» Exercise directions
Copy the records word for word, beginning with the line that contains "Note: the class marks the gravel" and continuing through the last line of the records.

» Stored data
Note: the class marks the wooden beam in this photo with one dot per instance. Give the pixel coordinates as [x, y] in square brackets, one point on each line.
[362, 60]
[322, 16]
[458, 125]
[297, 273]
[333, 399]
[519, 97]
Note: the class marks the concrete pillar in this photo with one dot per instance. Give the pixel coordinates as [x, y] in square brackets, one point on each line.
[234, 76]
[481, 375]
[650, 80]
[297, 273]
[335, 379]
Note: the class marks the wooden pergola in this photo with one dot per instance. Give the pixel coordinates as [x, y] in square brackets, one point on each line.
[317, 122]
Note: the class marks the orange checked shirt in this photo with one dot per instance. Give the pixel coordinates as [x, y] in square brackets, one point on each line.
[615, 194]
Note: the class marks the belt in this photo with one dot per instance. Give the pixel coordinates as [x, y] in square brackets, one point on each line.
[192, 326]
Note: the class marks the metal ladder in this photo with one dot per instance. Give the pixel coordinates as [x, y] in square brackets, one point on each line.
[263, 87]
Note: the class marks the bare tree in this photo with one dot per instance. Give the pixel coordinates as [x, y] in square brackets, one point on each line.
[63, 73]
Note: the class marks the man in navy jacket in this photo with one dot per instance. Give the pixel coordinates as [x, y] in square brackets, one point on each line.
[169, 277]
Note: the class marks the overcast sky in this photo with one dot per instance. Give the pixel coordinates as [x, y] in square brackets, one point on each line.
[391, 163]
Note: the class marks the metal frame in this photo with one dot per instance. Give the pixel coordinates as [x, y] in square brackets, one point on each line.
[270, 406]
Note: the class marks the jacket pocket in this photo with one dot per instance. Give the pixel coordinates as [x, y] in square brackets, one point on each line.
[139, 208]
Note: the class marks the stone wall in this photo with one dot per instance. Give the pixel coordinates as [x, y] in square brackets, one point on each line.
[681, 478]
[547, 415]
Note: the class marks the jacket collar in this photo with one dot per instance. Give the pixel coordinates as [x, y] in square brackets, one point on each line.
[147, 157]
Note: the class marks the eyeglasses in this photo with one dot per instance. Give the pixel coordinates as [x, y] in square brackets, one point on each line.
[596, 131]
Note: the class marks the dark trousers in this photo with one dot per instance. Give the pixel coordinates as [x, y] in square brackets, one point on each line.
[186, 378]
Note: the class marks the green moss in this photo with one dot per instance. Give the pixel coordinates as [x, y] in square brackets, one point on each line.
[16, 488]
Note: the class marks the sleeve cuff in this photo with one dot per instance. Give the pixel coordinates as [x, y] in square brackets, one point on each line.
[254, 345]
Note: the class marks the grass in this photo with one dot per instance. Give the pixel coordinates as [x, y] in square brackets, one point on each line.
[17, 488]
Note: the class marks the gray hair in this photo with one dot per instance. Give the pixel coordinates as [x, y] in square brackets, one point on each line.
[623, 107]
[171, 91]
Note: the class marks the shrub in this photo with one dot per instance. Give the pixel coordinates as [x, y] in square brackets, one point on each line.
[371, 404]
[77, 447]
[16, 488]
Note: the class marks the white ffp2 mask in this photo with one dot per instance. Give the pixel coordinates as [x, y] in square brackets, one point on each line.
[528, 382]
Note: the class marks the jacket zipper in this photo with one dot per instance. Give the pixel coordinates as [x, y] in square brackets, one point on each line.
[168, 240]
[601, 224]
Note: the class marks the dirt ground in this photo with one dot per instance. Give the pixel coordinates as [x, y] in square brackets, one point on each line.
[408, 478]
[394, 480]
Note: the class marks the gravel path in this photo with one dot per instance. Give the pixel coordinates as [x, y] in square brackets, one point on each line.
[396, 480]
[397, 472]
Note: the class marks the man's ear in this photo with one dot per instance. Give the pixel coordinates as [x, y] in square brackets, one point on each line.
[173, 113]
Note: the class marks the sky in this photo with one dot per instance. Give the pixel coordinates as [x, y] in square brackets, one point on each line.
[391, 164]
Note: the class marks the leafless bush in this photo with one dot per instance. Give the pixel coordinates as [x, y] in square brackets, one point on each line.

» Written answer
Note: the class marks the gravel path in this photo with one dot per instance. Give the pixel coordinates as [x, y] in square brackets, one point on each line.
[396, 480]
[397, 472]
Note: the class marks the man's ear in this photo with one dot per instance. Give the pixel coordinates as [x, y] in square brackets, one point on each line.
[173, 113]
Note: the class marks the sky in this photo with one dot per instance. Give the pixel coordinates as [x, y] in square brackets, one point on each line.
[391, 164]
Note: the class marks the leafless bush in this photo with one dot per instance. Give the pixel coordinates as [x, y] in square brackets, one point on each line.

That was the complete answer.